■ What this task involves: Write out the records below word for word, please.

(Items from a data source)
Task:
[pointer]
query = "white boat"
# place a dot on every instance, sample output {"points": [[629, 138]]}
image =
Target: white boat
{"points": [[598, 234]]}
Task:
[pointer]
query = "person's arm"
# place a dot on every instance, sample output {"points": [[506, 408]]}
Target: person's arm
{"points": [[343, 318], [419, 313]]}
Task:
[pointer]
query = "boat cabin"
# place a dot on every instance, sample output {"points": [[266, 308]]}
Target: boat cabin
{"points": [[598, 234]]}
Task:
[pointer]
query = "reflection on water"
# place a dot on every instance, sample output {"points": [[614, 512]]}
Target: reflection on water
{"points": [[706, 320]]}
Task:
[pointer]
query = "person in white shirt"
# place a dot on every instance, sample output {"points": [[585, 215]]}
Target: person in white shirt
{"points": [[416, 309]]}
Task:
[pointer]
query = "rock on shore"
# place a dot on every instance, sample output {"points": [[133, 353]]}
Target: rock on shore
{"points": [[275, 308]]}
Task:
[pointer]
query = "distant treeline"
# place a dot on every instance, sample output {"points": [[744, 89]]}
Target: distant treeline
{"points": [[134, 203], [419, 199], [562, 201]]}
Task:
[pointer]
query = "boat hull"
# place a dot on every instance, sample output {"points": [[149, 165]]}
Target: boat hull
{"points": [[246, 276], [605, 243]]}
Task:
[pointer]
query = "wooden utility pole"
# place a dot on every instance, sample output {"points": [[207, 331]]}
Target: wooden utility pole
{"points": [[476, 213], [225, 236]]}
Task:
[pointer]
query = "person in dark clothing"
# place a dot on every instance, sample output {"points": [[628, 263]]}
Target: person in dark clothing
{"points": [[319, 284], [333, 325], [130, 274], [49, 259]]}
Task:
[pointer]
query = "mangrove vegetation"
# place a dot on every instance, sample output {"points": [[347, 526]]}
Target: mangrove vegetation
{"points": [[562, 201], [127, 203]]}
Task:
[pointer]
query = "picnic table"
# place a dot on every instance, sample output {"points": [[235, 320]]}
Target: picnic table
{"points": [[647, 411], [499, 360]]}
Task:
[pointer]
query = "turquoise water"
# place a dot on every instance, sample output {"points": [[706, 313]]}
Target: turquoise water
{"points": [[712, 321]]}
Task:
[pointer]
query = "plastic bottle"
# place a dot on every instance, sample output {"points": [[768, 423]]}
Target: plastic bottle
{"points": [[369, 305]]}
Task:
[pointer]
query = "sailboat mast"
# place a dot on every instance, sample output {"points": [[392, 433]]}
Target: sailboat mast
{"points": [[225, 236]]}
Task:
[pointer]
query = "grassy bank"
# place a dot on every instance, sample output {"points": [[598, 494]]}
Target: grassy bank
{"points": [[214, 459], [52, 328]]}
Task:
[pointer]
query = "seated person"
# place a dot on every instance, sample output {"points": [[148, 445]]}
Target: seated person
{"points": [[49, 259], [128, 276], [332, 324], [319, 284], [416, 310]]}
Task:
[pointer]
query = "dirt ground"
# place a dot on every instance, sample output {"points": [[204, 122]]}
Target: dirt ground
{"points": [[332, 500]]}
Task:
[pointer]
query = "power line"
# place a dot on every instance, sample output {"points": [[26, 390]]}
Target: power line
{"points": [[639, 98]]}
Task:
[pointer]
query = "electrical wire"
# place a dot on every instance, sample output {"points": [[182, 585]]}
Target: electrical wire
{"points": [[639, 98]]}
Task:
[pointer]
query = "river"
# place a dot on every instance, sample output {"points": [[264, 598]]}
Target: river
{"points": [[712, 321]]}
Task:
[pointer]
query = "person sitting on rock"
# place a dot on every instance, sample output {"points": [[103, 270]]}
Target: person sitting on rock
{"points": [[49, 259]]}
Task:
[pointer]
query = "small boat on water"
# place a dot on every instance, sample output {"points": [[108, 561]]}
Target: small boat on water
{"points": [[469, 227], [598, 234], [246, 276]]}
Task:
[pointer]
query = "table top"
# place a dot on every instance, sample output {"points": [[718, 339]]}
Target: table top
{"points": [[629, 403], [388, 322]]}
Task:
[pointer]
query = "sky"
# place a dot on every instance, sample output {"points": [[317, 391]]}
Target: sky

■ Exercise result:
Task:
[pointer]
query = "white boat"
# place a dot on every instance, sample output {"points": [[629, 138]]}
image =
Target: white boat
{"points": [[598, 234]]}
Task:
[pointer]
query = "person's arm"
# place a dot on every instance, sample output {"points": [[506, 408]]}
Target: person's arm
{"points": [[343, 318], [419, 313]]}
Task:
[pointer]
query = "boat cabin"
# place a dot on every instance, sample output {"points": [[266, 308]]}
Target: boat cabin
{"points": [[598, 234]]}
Task:
[pointer]
query = "reflection on water"
# place a dot on every instance, sample output {"points": [[614, 512]]}
Target: reflection on water
{"points": [[706, 320]]}
Task:
[pointer]
query = "person in white shirt"
# place a dot on every instance, sample output {"points": [[585, 215]]}
Target: person in white shirt
{"points": [[416, 309]]}
Task:
[pointer]
query = "rock on shore"
# place a dot on every instance, sample output {"points": [[133, 353]]}
Target: rock on shore
{"points": [[275, 308]]}
Task:
[pointer]
query = "distant treeline"
# place a dot on every instance, sample output {"points": [[744, 89]]}
Target: distant treeline
{"points": [[134, 203], [419, 199], [562, 201]]}
Task:
[pointer]
query = "boat hull"
# place a dot on every instance, sample output {"points": [[149, 165]]}
Target: boat hull
{"points": [[246, 276], [605, 243]]}
Task:
[pointer]
query = "wooden utility pole"
# place a dot on every instance, sample output {"points": [[207, 331]]}
Target: wooden utility pole
{"points": [[476, 213], [225, 236]]}
Task:
[pointer]
query = "person in dark clothing"
# place a dot on every instance, sample output {"points": [[628, 263]]}
Target: person in dark clothing
{"points": [[319, 284], [333, 325], [130, 274], [49, 259]]}
Task:
[pointer]
query = "mangrove vegetation"
# place a dot on every instance, sample output {"points": [[347, 526]]}
Target: mangrove vegetation
{"points": [[562, 201], [127, 203]]}
Task:
[pointer]
query = "picnic table"
# place a dot on every instance, sample output {"points": [[235, 320]]}
Target: picnic table
{"points": [[647, 411], [499, 360]]}
Task:
[pointer]
query = "turquoise water"
# place a dot on every instance, sample output {"points": [[706, 313]]}
Target: turquoise water
{"points": [[712, 321]]}
Task:
[pointer]
query = "plastic bottle"
# place a dot on every instance, sample output {"points": [[768, 423]]}
Target: plastic bottle
{"points": [[369, 305]]}
Task:
[pointer]
query = "sailboat mast"
# place a dot on every instance, sample output {"points": [[392, 433]]}
Target: sailboat mast
{"points": [[225, 236]]}
Task:
[pointer]
query = "grassy bank"
# place a dot on every instance, sample output {"points": [[598, 494]]}
Target: grassy bank
{"points": [[214, 459], [52, 328]]}
Task:
[pointer]
query = "seated person"
# place a dot on every instance, sample output {"points": [[148, 445]]}
Target: seated person
{"points": [[49, 259], [128, 276], [332, 324], [319, 284], [416, 310]]}
Task:
[pointer]
query = "dirt ground"
# place a dot on every instance, sample output {"points": [[204, 122]]}
Target: dirt ground
{"points": [[332, 500]]}
Task:
[pointer]
query = "power line"
# place a dot on every instance, sample output {"points": [[26, 390]]}
Target: power line
{"points": [[639, 98]]}
Task:
[pointer]
query = "electrical wire"
# place a dot on every instance, sample output {"points": [[182, 585]]}
Target: electrical wire
{"points": [[639, 98]]}
Task:
[pointer]
query = "river"
# place a dot on every instance, sample output {"points": [[264, 598]]}
Target: river
{"points": [[712, 321]]}
Task:
[pointer]
query = "person sitting on rock"
# place a dot on every instance, sample output {"points": [[103, 270]]}
Target: person sitting on rock
{"points": [[49, 259]]}
Task:
[pointer]
query = "small boat on water"
# place a dot on every instance, sample output {"points": [[108, 561]]}
Target: small boat on water
{"points": [[469, 227], [598, 234], [246, 276]]}
Task:
[pointer]
query = "table top"
# place a dot on every instance, sample output {"points": [[718, 339]]}
Target: table top
{"points": [[629, 403], [388, 322]]}
Task:
[pointer]
query = "sky"
# place a dot on every instance, sample output {"points": [[317, 391]]}
Target: sky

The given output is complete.